* To-do list:
1/ Answer these questions using the passage on forest fires:
(a) What country is the burned area in Indonesia and Brazil compared to in size?
(b) Which global weather event is blamed for the drought that has made some fires uncontrollable?
(c) According to WWF, what could the peat deposits in Indonesia do once set alight?
2/ Continue the passage on forest fires, starting after its final sentence.

* Text passage:
+===+

In Indonesia and Brazil alone, more than 5 million hectares of species- rich woodland habitat have been consumed by fire - an area about as large as Switzerland, says a report from the organisation. But there have been serious fires on every continent apart from Antarctica, with the latest striking the east coast of Australia at the beginning of this month.

Many of these fires are started deliberately, and often illegally, to clear land for agriculture and plantations. In some countries they have become massive and uncontrollable because of drought attributed to this year's El Nino, a global weather event which occurs every few years and this time appears extreme.

The fires have caused air pollution levels much higher and more dangerous than those for which traffic, industry and power stations are responsible. They are also adding significantly to the emissions of global-warming carbon dioxide gas which come from burning fossil fuels.

"We are creating a vicious cycle of destruction, where increased fires are both a result of changes in weather and a contributory factor to these changes," said Mr Jeanrenaud.

WWF says the fires in Indonesia may have set light to thick peat deposits which could smoulder underground for years and start new surface fires during the next dry season.

+===+

* Dataset rows:
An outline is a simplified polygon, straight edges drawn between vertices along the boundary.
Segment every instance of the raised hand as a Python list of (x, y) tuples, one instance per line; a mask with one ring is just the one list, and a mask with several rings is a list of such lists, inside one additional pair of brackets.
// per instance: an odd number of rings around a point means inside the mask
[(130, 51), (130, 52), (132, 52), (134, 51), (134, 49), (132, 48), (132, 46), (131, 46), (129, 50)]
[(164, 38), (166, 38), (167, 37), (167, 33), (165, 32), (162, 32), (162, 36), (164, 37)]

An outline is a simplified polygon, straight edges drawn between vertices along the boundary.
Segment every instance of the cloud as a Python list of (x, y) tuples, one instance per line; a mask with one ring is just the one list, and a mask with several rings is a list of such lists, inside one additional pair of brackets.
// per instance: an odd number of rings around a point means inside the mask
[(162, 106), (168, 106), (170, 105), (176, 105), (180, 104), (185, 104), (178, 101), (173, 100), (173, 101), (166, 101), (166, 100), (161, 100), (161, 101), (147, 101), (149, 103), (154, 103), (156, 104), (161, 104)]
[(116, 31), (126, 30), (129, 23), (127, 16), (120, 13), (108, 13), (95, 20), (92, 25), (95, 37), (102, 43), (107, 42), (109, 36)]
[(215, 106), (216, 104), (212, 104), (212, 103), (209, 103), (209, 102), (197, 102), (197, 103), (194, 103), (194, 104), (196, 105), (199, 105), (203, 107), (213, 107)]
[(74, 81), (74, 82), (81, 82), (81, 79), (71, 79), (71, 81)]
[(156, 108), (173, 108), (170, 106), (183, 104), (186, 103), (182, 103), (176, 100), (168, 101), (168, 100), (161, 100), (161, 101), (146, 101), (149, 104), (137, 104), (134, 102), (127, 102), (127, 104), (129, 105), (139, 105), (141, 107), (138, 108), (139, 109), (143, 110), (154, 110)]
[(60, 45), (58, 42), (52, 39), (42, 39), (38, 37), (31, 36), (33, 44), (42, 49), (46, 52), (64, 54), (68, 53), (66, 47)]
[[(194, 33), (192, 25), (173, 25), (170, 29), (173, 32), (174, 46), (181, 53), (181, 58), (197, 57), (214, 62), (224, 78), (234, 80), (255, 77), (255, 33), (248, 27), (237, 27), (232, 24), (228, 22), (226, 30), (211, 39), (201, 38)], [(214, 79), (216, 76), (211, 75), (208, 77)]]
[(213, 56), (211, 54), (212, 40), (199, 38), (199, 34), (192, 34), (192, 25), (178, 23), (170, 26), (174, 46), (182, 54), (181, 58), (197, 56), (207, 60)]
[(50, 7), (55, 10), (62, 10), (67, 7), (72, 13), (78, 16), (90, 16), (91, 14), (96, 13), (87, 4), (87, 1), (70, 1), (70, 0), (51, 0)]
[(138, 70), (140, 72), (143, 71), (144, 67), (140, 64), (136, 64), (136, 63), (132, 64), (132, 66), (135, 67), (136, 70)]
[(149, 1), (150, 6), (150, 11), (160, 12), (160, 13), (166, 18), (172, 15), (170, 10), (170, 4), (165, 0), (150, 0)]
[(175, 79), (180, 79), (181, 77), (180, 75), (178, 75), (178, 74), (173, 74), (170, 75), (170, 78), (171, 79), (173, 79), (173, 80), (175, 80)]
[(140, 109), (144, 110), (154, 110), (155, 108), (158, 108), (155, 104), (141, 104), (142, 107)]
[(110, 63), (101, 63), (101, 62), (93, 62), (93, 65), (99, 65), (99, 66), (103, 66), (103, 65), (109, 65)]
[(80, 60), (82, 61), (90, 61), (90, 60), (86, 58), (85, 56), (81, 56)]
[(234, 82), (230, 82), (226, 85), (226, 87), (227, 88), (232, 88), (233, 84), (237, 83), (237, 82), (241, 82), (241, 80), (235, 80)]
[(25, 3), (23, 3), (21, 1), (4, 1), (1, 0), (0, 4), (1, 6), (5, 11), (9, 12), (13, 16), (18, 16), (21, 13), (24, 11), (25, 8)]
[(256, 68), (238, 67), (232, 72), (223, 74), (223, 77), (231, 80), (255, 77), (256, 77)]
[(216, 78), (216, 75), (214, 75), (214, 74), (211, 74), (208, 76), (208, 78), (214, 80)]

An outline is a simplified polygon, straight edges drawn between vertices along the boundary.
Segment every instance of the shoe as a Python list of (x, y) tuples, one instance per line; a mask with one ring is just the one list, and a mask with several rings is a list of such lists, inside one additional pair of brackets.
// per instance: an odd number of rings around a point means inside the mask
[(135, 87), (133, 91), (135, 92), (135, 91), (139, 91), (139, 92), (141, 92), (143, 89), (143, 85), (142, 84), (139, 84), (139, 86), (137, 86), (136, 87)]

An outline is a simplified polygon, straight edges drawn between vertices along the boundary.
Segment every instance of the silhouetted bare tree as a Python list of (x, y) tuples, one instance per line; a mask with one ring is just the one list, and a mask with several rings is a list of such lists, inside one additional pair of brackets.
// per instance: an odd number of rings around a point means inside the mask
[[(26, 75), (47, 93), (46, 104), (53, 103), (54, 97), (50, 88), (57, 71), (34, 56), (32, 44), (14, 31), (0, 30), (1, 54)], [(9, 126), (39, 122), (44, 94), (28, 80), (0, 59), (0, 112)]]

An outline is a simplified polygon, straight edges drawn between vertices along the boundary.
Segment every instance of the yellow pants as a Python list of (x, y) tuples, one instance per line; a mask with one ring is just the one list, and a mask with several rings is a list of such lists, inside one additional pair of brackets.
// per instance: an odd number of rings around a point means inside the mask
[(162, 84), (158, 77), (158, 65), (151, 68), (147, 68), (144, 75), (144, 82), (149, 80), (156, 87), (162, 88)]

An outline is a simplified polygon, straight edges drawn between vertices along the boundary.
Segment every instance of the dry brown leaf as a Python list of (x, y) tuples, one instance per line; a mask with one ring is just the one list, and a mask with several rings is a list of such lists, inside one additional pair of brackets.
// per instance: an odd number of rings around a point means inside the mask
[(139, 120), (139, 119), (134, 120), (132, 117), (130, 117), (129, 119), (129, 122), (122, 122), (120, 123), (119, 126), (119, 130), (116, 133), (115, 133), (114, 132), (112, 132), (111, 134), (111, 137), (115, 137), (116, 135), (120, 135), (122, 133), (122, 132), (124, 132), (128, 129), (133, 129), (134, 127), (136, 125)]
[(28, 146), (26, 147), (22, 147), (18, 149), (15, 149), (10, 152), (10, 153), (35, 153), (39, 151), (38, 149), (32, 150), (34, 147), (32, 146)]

+===+

* Task answers:
1/
(a) Switzerland.
(b) El Nino.
(c) They could smoulder underground for years and start new surface fires during the next dry season.

2/
Hundreds of infant orang-utan in Indonesia have been found in the hands of villagers, available for the pet trade. It is believed their mothers fled from the burning forests with their babies and were then killed by local people. Meanwhile, the government has reinstated 45 or the 146 timber exploitation permits it revoked in the wake of the catastrophic forest fires this year.

The WWF report says that in the Amazon jungles of Brazil says there has been a 50 per cent increase in the number of fires in this year's burning season, which begins in August, compared with that of 1996.

The Brazilian government says the great bulk of these fires are taking place on cleared land or in secondary forest which had already been burnt. But WWF does not accept that the big increase is not destroying more virgin forest areas.

Other countries cited in the report as having had severe forest fires are Papua New Guinea, Colombia, Kenya, Tanzania and Rwanda.